◆ WORK INSTRUCTIONS ◆
Please restate each entry that appears below word for word, without its pictures.

Stored data entries:
* * * * *

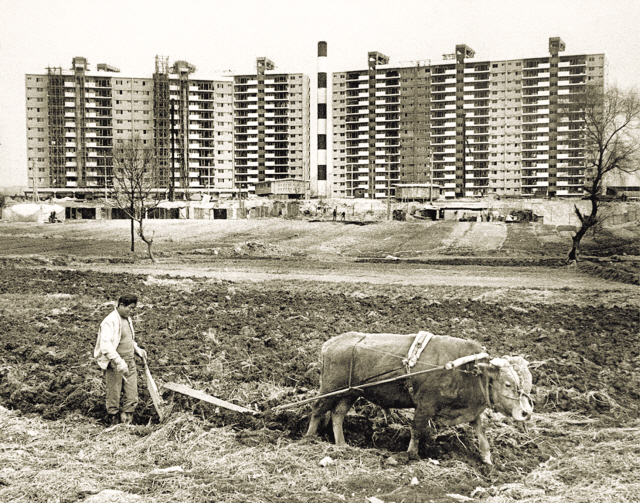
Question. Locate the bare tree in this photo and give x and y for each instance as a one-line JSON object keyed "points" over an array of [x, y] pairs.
{"points": [[610, 122], [134, 181]]}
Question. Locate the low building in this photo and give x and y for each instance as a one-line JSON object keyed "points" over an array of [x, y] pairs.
{"points": [[417, 192], [287, 188]]}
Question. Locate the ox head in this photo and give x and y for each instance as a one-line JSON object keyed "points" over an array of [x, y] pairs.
{"points": [[508, 382]]}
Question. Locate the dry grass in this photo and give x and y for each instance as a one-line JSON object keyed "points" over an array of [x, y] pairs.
{"points": [[67, 461]]}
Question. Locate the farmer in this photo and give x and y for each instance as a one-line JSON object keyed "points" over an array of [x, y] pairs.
{"points": [[115, 349]]}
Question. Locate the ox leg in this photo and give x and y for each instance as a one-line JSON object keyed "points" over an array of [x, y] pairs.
{"points": [[483, 442], [319, 410], [421, 418], [337, 417]]}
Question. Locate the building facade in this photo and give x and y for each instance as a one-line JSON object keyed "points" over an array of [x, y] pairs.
{"points": [[473, 128], [76, 117], [271, 126]]}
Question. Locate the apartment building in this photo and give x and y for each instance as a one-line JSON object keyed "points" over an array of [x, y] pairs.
{"points": [[473, 128], [75, 118], [271, 126]]}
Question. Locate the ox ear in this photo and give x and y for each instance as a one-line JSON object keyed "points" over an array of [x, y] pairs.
{"points": [[499, 362], [488, 369]]}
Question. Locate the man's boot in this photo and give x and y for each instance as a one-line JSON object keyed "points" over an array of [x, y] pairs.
{"points": [[112, 419]]}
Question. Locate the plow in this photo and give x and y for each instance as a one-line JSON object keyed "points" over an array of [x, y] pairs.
{"points": [[200, 395]]}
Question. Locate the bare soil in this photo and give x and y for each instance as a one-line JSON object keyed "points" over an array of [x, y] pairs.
{"points": [[241, 311]]}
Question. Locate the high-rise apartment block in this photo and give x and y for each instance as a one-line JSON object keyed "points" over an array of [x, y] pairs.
{"points": [[76, 117], [473, 128], [271, 126]]}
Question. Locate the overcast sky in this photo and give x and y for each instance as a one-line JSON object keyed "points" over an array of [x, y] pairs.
{"points": [[222, 35]]}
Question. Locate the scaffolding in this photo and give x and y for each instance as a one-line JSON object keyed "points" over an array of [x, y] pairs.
{"points": [[79, 66], [183, 69], [56, 120], [161, 125]]}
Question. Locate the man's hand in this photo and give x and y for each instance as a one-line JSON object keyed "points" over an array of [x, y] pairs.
{"points": [[121, 365]]}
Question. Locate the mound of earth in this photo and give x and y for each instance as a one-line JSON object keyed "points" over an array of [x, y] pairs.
{"points": [[257, 344]]}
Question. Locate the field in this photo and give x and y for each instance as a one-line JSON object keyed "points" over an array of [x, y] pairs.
{"points": [[240, 309]]}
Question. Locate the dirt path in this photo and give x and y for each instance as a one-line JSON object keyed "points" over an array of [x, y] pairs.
{"points": [[374, 273]]}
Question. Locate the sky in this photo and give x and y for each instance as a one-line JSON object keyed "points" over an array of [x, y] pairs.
{"points": [[219, 36]]}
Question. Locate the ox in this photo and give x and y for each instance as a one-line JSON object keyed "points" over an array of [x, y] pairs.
{"points": [[449, 397]]}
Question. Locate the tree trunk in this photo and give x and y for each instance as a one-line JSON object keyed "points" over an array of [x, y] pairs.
{"points": [[133, 246], [149, 241]]}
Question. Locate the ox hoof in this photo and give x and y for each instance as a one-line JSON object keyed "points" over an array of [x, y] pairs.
{"points": [[309, 439], [402, 458]]}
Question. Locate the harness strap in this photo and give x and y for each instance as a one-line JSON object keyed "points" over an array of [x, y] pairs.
{"points": [[485, 392], [419, 343]]}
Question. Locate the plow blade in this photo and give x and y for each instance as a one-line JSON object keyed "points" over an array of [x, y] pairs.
{"points": [[185, 390]]}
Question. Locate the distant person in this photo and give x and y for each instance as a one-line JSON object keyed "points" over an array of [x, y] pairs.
{"points": [[115, 350]]}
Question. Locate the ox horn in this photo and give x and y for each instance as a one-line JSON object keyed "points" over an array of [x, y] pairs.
{"points": [[499, 362]]}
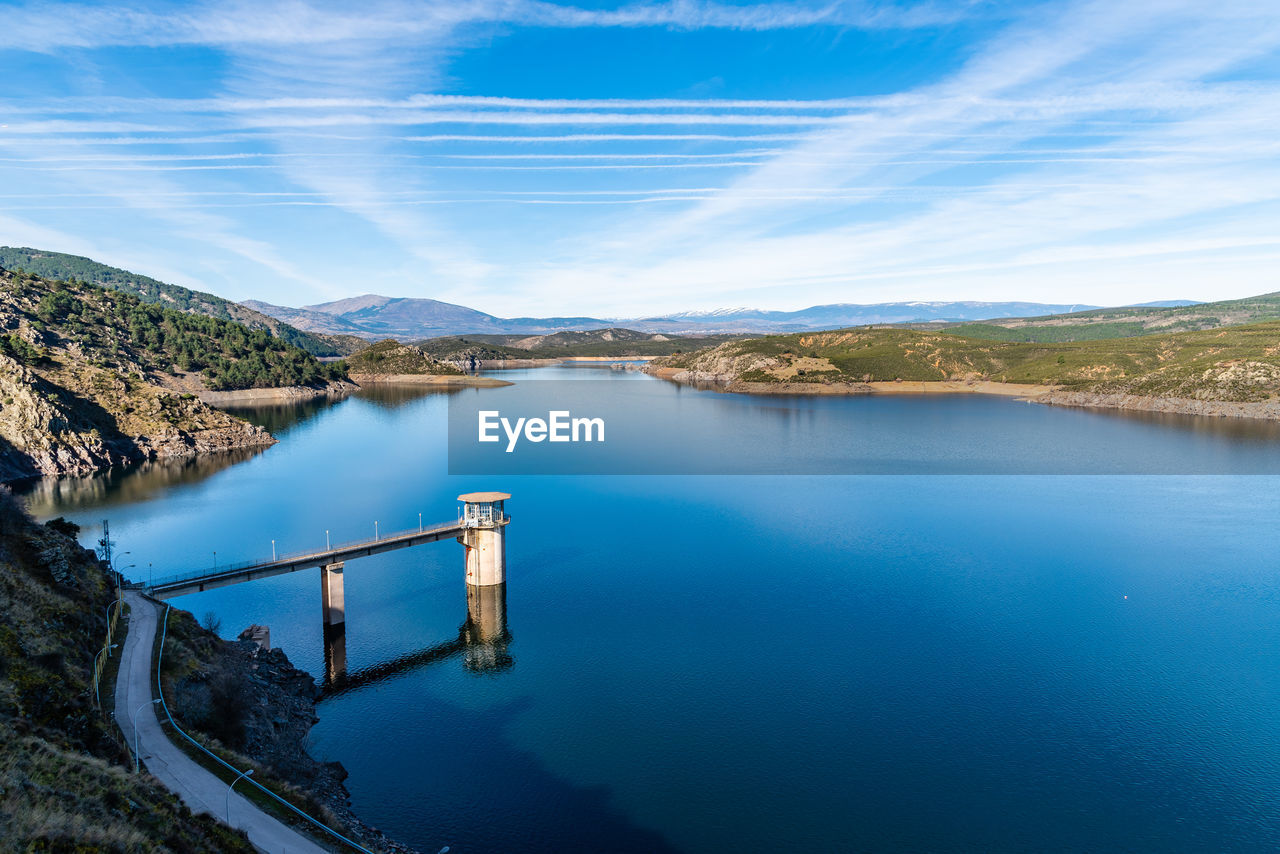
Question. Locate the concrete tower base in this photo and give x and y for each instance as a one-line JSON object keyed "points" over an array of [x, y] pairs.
{"points": [[487, 556], [332, 594]]}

* * * * *

◆ ANSWER TO THE EXERCISE ◆
Question. Locate the bare tree in this photo and give x and y for each instance as a one-line JSON object keyed "points" over an array of [x, y] pairs.
{"points": [[610, 122], [134, 181]]}
Question. Locate the low building in this photo and give x and y for each instance as a one-line JSON object keyed "points" over an array of [x, y] pairs.
{"points": [[417, 192], [287, 188]]}
Question. Locate the ox head in this photo and give x and y for each instance as a one-line JSON object keyed "points" over an array of [x, y] pairs.
{"points": [[508, 382]]}
Question. Locate the dry grass in this photo and give x and y for each instance as a one-line JSON object keyed "points" over an array of [x, y] pairs.
{"points": [[67, 461]]}
Question. Locate the farmer in this photo and give x and y for each instance as a one-line JSON object keyed "points" over an array of [x, y] pairs.
{"points": [[115, 349]]}
Question. Locate the ox leg in this photo and give x and y for each instance as a one-line JSON object keyed "points" over an array of [x, y] pairs.
{"points": [[483, 442], [319, 410], [421, 418], [337, 417]]}
Question. Locate the building facade in this photo and give x and y for each instance as a one-line JSON object keyed "points" over an array of [x, y] pairs.
{"points": [[473, 128], [76, 117], [271, 126]]}
Question. Locate the apartment building in this photo and give x and y for each instance as a one-line JSON object keyed "points" over an array of [x, y] pairs.
{"points": [[473, 128], [75, 118], [271, 126]]}
Question. Locate the ox ear in this photo and give x and y for each instance as a one-line JSON object keyed "points" over an array of [x, y] pairs.
{"points": [[499, 362], [488, 369]]}
Question. Locate the man's boot in this photo and give x and y for each instance as a one-line JSON object keyed "points" over an array of [x, y] pairs.
{"points": [[112, 419]]}
Question. Locate the plow in this photo and give x and y for each instance as a one-line JSON object keyed "points" over an array of [x, y] pairs.
{"points": [[200, 395]]}
Question. Locate the bare soil in this photo and give x and y for each instance as a one-line JSON object keyed "points" over an array of [x, y] pairs.
{"points": [[241, 311]]}
Question. Locate the high-rise apartment block in this photo and give x and y for each instance as a one-line JSON object keyed "points" over an array of [x, y] pairs.
{"points": [[76, 117], [473, 128], [271, 126]]}
Question. Locate the overcast sky in this photo and give x and y for each instance as a one-line JSON object keyed "points" over an array of [x, y] pairs.
{"points": [[222, 35]]}
Question. Locate the scaffolding in this photo and give x and y for each instance as a one-line JSON object keyed "points" over an array of [x, y] pairs.
{"points": [[79, 66], [183, 69], [56, 120], [161, 125]]}
Question. Locate the man's hand in this photo and give x and y for each instance as a one-line JSON object keyed "points" over an array of [x, y] pairs.
{"points": [[121, 365]]}
Question. Locate the mound of earth in this photo and give x and y for each instance as a one-line JSON object keyed "points" over an array of [x, y] pairs.
{"points": [[257, 344]]}
Question. Locate the field in this photo and give x and y for each instance as a one-line JSON object keyed "points" over an array of [x, y] pairs.
{"points": [[240, 309]]}
Question. Locate the dirt path in this photo and give x and y for each instance as a one-line JSON object keyed "points" over an array of [x, y] pairs.
{"points": [[374, 273]]}
Question. Locate the sky in this photo and give x and y for each instance as a one-line JSON object keyed "points" over an array of [x, y] pairs.
{"points": [[219, 36]]}
Question. Locate the ox in this photo and give x and y for each instance as a one-line JSON object keyed "points" over an array of [x, y] pairs.
{"points": [[449, 397]]}
Question. Locate the tree trunk in this photo and give x and y for each instance as a one-line JSON object keyed "points" over an array of [x, y] pairs.
{"points": [[133, 246], [149, 241]]}
Question. Locate the ox hoof in this photo and give x and y for each instance as a one-line JSON object keyed "points" over an array of [x, y] pairs.
{"points": [[309, 439], [402, 458]]}
Question. Locate the harness strap in this photo and give x and y for each instance as a one-line JSON object keyed "points" over an array of [x, y] pairs.
{"points": [[485, 392], [419, 343]]}
Question. Locate the plow blade in this photo and give x and y for each instance as a one-line JSON object keyed "points" over an array of [x, y] pairs.
{"points": [[185, 390]]}
Question. Locate the distant person in this photo and give x and y for each instance as a one-line JSON object keyed "points" over an array of [x, y] pairs.
{"points": [[115, 350]]}
Question. Locate the ox horn in this photo and give x and y for each instance as a one-line JSON object keyed "points" over an array of [x, y] pairs.
{"points": [[499, 362]]}
Question. Locate the concrete tower base in this photo and give x and y for each instance as a one-line JSON object keyed "points" over an array of [x, y] pairs.
{"points": [[487, 556], [332, 594]]}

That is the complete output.